Dataset excerpt:
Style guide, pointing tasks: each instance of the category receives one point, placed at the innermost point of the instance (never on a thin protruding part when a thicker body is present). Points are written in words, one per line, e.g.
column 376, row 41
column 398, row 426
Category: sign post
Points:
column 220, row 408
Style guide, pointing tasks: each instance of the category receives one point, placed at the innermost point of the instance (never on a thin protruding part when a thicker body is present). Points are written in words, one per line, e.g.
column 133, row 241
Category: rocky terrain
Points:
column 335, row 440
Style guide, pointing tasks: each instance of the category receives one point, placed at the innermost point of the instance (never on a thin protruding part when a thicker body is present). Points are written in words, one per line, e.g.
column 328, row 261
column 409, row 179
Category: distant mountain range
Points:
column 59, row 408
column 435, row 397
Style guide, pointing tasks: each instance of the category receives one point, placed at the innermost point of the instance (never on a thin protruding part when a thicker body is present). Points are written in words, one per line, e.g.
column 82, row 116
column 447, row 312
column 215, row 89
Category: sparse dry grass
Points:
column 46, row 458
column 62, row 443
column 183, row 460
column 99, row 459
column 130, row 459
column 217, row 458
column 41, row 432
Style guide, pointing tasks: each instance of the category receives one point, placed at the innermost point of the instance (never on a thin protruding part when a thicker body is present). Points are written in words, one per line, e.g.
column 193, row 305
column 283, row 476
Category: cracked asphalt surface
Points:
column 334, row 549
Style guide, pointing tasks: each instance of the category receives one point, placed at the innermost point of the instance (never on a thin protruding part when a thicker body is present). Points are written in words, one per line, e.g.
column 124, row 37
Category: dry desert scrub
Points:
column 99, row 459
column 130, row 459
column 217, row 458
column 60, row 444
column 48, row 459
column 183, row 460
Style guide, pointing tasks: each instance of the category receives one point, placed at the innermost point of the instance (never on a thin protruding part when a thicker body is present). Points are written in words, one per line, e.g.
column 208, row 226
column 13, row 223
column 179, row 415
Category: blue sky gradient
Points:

Challenge
Give the material above as a JSON list of strings, one string per line, leaving out blank lines.

Exercise result
[
  "Style guide, pointing tasks: each instance of the category receives one point, placed at the innermost point of the instance (never on a thin protruding part when a thicker body is present). Points are written in words, one per line, e.g.",
  "column 376, row 41",
  "column 398, row 426",
  "Category: sign post",
  "Points:",
  "column 220, row 408",
  "Style guide, pointing tasks: each instance of the category receives one point, placed at the innermost point of the instance (never on a thin protruding part when a thicker body is present). Points are written in words, one per line, e.g.",
  "column 133, row 241",
  "Category: rocky terrain",
  "Points:",
  "column 335, row 440",
  "Style guide, pointing tasks: each instance of the category receives one point, placed at the innermost point of the instance (never on a thin protruding part when a thicker body is present). Points are written in words, one per line, e.g.",
  "column 328, row 261",
  "column 409, row 179",
  "Category: distant mountain range",
  "Points:",
  "column 59, row 408",
  "column 435, row 397",
  "Style guide, pointing tasks: each instance of the category receives one point, placed at the innermost point of the instance (never on a thin protruding part when a thicker body is present). Points are written in words, one per line, e.g.",
  "column 82, row 116",
  "column 447, row 312",
  "column 215, row 89",
  "Category: sparse dry grass",
  "Points:",
  "column 46, row 458",
  "column 62, row 443",
  "column 183, row 460",
  "column 99, row 459",
  "column 130, row 459",
  "column 217, row 458",
  "column 41, row 432",
  "Style guide, pointing tasks: each instance of the category receives one point, placed at the innermost point of the instance (never on a thin protruding part when a thicker body is present). Points are written in words, one per line, e.g.",
  "column 193, row 305",
  "column 283, row 476",
  "Category: cracked asphalt surface",
  "Points:",
  "column 334, row 549",
  "Style guide, pointing tasks: each instance of the category receives one point, placed at the innermost point of the instance (never on a thin protruding part when a thicker body is present). Points are written in words, one per line, e.g.",
  "column 124, row 37",
  "Category: dry desert scrub",
  "Points:",
  "column 99, row 459",
  "column 130, row 459",
  "column 217, row 458",
  "column 60, row 444",
  "column 48, row 459",
  "column 183, row 460",
  "Style guide, pointing tasks: each instance of the category receives one point, placed at the innermost point of the instance (never on a thin protruding part when a thicker body is present). Points are written in words, one per line, e.g.",
  "column 208, row 226",
  "column 13, row 223",
  "column 179, row 415",
  "Category: blue sky gradient",
  "Points:"
]